_Exercise requirements_
Copy only this range: the line with "the sky, each" through the final line of the material, inclusive at both ends.

_Information provided_
::::
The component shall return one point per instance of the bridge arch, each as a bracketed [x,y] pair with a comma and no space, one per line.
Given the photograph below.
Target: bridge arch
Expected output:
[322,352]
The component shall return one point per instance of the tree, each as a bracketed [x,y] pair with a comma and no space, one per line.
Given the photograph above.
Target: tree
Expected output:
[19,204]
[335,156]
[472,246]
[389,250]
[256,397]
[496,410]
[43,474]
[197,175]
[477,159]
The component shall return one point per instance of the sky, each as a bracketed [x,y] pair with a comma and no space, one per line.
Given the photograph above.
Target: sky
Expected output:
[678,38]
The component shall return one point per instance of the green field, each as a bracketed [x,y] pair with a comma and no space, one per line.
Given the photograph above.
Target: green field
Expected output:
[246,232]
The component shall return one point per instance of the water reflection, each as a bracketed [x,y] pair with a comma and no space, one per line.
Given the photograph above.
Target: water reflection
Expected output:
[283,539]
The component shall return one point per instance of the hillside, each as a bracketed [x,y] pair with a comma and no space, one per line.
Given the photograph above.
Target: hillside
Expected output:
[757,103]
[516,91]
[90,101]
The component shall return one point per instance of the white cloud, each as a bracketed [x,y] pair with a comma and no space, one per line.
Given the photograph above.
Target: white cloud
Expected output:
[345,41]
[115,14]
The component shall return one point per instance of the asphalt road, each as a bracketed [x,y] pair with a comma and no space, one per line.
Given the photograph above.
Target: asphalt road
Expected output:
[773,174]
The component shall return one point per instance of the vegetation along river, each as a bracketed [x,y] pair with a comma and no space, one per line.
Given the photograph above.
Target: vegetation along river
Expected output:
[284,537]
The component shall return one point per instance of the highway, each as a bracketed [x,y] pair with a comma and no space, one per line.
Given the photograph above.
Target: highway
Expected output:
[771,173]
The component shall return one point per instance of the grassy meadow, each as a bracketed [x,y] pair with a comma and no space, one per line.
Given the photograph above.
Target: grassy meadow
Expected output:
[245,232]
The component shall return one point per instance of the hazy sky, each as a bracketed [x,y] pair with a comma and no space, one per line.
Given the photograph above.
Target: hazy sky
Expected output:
::::
_Written answer_
The component shall return one point per instance of the sky, each as a bracketed [x,y] pair with a comma and no space, one per line.
Given the photograph above.
Target: sky
Expected output:
[678,38]
The component shall return one point per instance of the green field, each as a bracketed [x,y] pair with a comma and no space, one per line.
Given the photograph above.
Target: green field
Expected output:
[246,232]
The component shall return one point per instance of the water reflection, each as a bracketed [x,y] pair with a comma and no space, one per line.
Given the photograph above.
Target: water reflection
Expected output:
[283,539]
The component shall return one point per instance of the hillside, each as a bracketed [x,y] pair with a comma and no space, one per line.
Given the photograph above.
Target: hillside
Expected output:
[757,103]
[516,91]
[90,101]
The component shall return one point per instance of the white cloud, each as a bracketed [x,y] pair with a comma and no space, one per line.
Given the photograph above.
Target: white cloud
Expected output:
[345,41]
[115,14]
The component shall return one point per instance of the asphalt road, each as a bracketed [x,y] pair with a comma and no space, one per line.
Given the photograph above.
Target: asphalt road
Expected output:
[773,174]
The component shall return one point per instance of the vegetation along river, each as a bracketed [x,y] pair with a comma and no space, one per line.
Given the photograph above.
Target: vegetation along river
Expected output:
[284,537]
The component shall return one point per instance of the highway, each as a bracketed [x,y] pair with a comma and no space, one per line.
Given the photograph above.
Target: highway
Expected output:
[771,173]
The component shall return one point per instance of the grassy meadow, each as a bracketed [x,y] pair with a comma and no space, one per line.
Given the photograph above.
Target: grassy meadow
Expected output:
[245,232]
The component shall return one point per instance of the hazy sky, each as a bracketed [x,y] pair with a comma and no space, one per line.
Given the photograph above.
Target: hazy sky
Expected output:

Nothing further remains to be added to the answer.